-------- PROVIDED PASSAGE --------

To assess whether the interaction between Erb1 and Ytm1 has been abolished in these mutants, we performed Y2H and in vitro binding assays. Indeed results from the Y2H analysis (Figure 4E and Supplementary Figure S2D) correlate with in vivo growth complementation analysis, where mutants which were inviable also failed to show an interaction. The binding of these mutants in vitro were more compromised compared to the in vivo experiments, where all Erb1 mutants, except the E790R allele, failed to bind to Flag-Ytm1 wt (Supplementary Figure S8A). Mutations in Ytm1 weakened the binding (W105R, Y123A and H310E) or failed to interact (D104R, D104R/H310E and Y123A/H310E) (Supplementary Figure S8B).

-------- THE DATA --------

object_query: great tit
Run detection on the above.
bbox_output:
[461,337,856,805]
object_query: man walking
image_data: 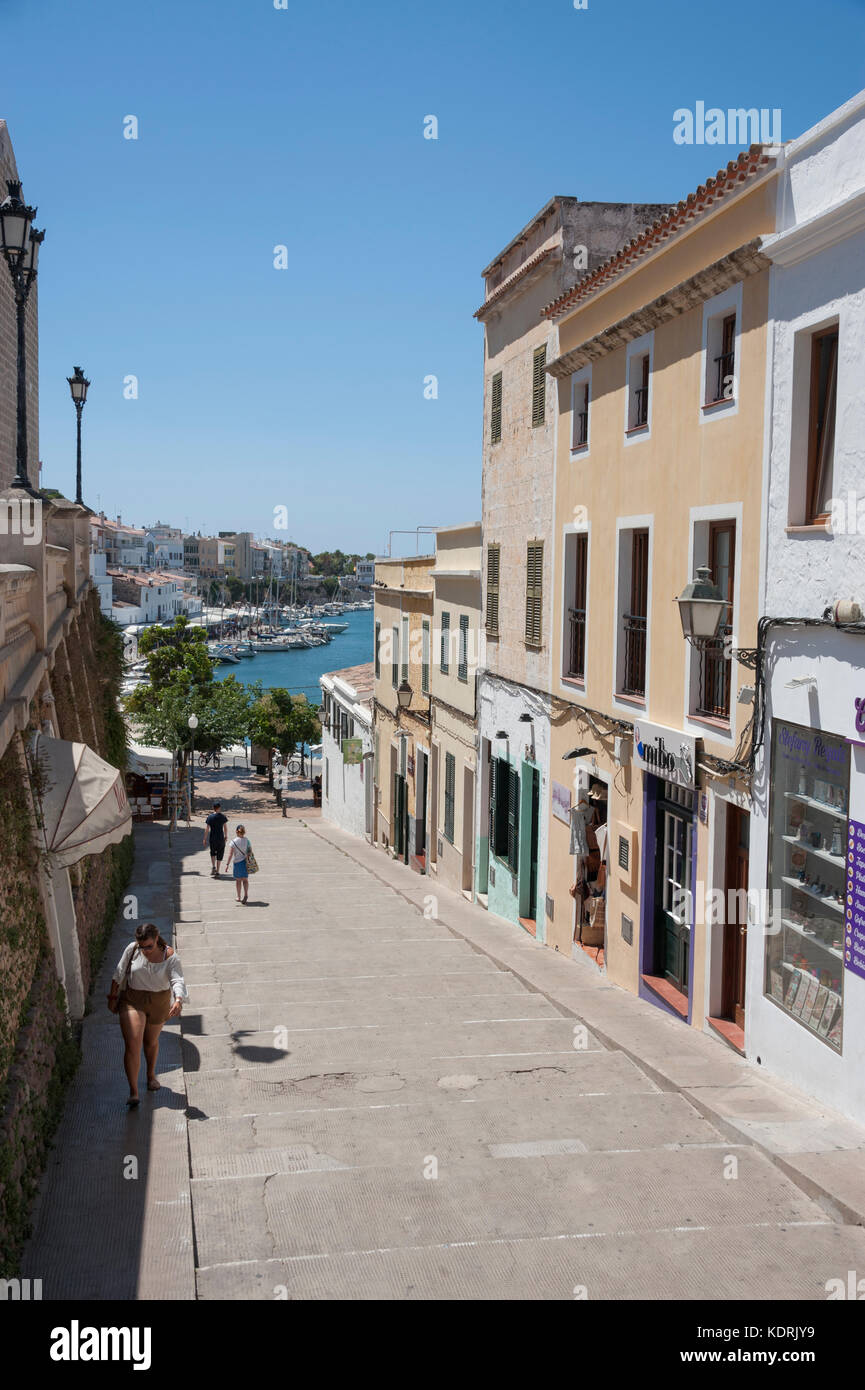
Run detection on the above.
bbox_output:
[203,801,228,878]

--------

* [PROBLEM SET]:
a. From the Erb1–Ytm1 passage, list every Ytm1 mutation that it names, including the combined ones.
b. According to the Erb1–Ytm1 passage, which Erb1 allele was the only one that did not fail to bind Flag-Ytm1 wt in vitro?
c. Reproduce the Erb1–Ytm1 passage between "To assess whether" and "(Supplementary Figure S8B).", inclusive, switching "weakened" to "reduced".

* [RESPONSES FOR EACH TASK]:
a. W105R, Y123A, H310E, D104R, D104R/H310E, Y123A/H310E

b. The E790R allele.

c.
To assess whether the interaction between Erb1 and Ytm1 has been abolished in these mutants, we performed Y2H and in vitro binding assays. Indeed results from the Y2H analysis (Figure 4E and Supplementary Figure S2D) correlate with in vivo growth complementation analysis, where mutants which were inviable also failed to show an interaction. The binding of these mutants in vitro were more compromised compared to the in vivo experiments, where all Erb1 mutants, except the E790R allele, failed to bind to Flag-Ytm1 wt (Supplementary Figure S8A). Mutations in Ytm1 reduced the binding (W105R, Y123A and H310E) or failed to interact (D104R, D104R/H310E and Y123A/H310E) (Supplementary Figure S8B).